Could you write out the records verbatim, starting at the line that contains "Given the photograph below, point out the bucket" and continuing through the end of the records, with the pictures left out?

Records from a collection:

● ● ●

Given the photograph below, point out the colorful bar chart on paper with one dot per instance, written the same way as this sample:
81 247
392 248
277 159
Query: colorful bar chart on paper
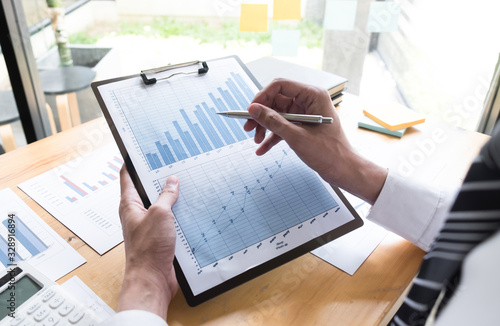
33 240
109 173
84 195
196 128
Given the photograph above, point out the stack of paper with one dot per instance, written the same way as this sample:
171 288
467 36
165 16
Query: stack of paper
390 118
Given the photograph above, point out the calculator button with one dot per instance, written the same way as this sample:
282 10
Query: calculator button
47 295
33 308
27 323
52 320
56 301
17 321
65 309
76 316
88 321
41 314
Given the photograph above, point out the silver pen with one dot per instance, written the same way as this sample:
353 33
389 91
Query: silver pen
307 118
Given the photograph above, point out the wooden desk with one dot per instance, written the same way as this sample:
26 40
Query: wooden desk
306 291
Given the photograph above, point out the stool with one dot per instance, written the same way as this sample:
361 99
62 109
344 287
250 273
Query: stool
64 82
8 115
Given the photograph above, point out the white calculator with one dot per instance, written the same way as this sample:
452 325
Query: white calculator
29 298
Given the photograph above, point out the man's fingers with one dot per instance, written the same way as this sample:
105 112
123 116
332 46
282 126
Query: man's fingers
170 192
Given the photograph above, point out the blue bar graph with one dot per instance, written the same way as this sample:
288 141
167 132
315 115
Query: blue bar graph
212 134
88 186
219 124
186 138
198 129
198 134
27 237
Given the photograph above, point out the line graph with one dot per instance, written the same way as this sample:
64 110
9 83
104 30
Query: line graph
235 202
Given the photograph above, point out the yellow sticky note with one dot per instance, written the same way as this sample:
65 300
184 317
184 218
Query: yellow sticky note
286 9
394 116
253 18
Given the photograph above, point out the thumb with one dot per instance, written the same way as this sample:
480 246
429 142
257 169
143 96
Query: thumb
170 192
272 120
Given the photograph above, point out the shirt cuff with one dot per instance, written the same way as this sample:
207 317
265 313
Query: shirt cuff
134 317
412 210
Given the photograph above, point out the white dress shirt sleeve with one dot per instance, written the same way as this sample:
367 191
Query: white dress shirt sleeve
134 318
412 210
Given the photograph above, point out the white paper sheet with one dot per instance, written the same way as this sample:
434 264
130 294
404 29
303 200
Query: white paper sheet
351 250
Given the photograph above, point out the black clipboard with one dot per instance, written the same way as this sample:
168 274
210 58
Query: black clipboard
202 68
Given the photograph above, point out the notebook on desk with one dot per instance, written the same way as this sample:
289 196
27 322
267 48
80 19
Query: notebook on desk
266 69
238 215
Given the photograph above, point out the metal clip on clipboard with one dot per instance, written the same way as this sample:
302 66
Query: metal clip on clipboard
152 80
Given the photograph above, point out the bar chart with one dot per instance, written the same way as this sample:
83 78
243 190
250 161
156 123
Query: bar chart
235 210
187 129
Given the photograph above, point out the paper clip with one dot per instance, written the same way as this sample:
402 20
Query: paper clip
152 80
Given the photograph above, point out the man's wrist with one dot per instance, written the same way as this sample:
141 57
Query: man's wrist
360 177
144 289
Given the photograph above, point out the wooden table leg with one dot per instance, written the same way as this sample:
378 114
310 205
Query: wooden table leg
73 107
7 135
63 110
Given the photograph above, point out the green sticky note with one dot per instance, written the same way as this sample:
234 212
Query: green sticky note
367 123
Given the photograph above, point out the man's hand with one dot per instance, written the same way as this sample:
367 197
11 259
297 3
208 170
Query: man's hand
323 147
149 235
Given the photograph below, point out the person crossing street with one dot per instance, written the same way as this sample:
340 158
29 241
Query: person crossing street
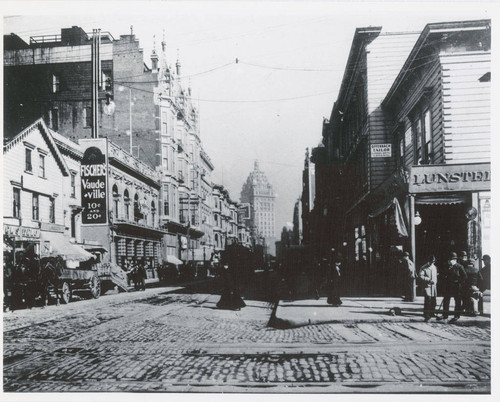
453 279
428 276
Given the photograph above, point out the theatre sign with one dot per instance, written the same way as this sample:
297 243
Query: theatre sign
93 174
446 178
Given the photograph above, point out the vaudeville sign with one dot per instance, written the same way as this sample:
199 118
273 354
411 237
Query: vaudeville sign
93 176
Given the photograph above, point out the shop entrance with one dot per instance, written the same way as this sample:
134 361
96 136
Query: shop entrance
443 229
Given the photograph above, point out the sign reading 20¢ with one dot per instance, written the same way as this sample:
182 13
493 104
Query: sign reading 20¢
94 194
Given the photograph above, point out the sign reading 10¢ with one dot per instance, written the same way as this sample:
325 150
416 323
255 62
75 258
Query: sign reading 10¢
93 176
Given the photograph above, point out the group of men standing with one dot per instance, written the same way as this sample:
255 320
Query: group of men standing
460 279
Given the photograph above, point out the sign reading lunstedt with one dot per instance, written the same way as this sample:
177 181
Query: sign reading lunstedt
443 178
381 150
93 176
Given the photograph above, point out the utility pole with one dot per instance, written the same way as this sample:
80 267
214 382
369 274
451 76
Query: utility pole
96 77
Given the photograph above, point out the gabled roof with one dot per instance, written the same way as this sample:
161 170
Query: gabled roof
431 30
47 136
362 37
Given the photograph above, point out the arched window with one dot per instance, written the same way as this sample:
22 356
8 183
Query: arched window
116 201
126 199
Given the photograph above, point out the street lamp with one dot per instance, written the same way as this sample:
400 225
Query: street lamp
418 219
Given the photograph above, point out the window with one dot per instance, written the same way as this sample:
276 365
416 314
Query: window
42 165
422 134
164 153
35 208
87 117
73 184
106 80
54 119
29 166
55 83
166 200
116 201
16 203
52 211
126 198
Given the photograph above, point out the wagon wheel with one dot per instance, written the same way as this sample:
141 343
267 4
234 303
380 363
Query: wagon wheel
95 288
65 293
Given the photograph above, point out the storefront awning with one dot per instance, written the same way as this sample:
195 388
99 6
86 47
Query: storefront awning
441 199
398 216
173 260
56 244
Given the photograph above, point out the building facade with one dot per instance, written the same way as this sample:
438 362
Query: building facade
120 199
412 112
144 108
259 193
40 199
439 119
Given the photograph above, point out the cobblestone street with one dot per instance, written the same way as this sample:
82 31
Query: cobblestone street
175 342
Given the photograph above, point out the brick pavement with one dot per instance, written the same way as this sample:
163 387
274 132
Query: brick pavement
171 342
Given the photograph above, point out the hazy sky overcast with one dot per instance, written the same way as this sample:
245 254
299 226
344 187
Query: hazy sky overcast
270 106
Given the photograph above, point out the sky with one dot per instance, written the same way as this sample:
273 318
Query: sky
270 105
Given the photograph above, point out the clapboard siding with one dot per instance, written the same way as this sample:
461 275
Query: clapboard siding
385 58
466 111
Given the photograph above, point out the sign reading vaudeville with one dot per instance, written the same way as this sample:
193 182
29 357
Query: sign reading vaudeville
381 150
93 176
444 178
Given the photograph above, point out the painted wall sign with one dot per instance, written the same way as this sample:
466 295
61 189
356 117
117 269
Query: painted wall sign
94 192
381 150
444 178
21 232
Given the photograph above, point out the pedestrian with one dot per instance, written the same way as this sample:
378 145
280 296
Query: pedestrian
428 277
333 278
230 295
409 276
471 291
484 280
453 280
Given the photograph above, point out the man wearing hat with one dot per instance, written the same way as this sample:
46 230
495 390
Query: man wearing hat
408 272
453 280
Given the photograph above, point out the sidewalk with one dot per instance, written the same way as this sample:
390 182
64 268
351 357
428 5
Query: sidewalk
290 314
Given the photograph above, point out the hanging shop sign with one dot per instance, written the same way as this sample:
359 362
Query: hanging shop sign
381 150
93 176
21 232
444 178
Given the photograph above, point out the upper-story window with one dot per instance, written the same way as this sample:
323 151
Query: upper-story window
56 85
35 208
126 199
16 203
106 80
73 185
422 135
41 159
87 117
52 211
28 165
54 119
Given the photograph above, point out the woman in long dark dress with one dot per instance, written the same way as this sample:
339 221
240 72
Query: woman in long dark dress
333 275
230 296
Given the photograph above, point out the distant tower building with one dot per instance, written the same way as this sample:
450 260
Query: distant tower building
260 195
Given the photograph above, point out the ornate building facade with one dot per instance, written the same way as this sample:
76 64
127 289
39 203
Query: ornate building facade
258 192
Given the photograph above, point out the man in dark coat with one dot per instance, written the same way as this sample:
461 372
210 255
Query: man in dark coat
409 275
484 280
453 279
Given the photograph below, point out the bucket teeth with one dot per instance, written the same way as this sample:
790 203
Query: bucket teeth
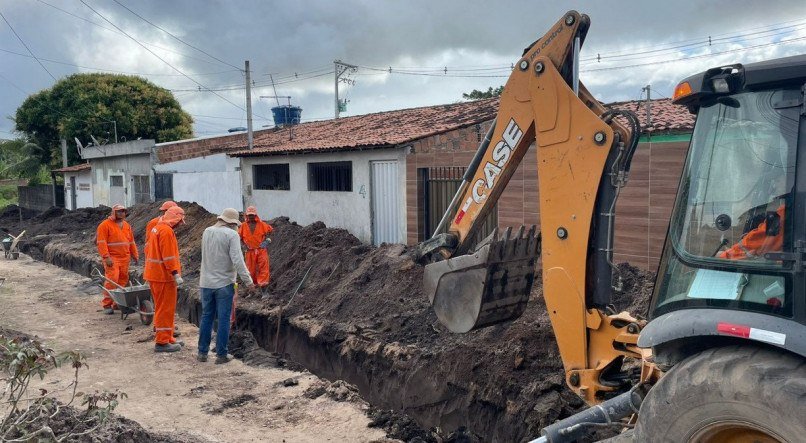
490 286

● ● ●

The answer:
Given the photograph below, point out the bucket teeth with one dot per instance, written the same way as this sample:
790 203
Query: bucket teeth
490 286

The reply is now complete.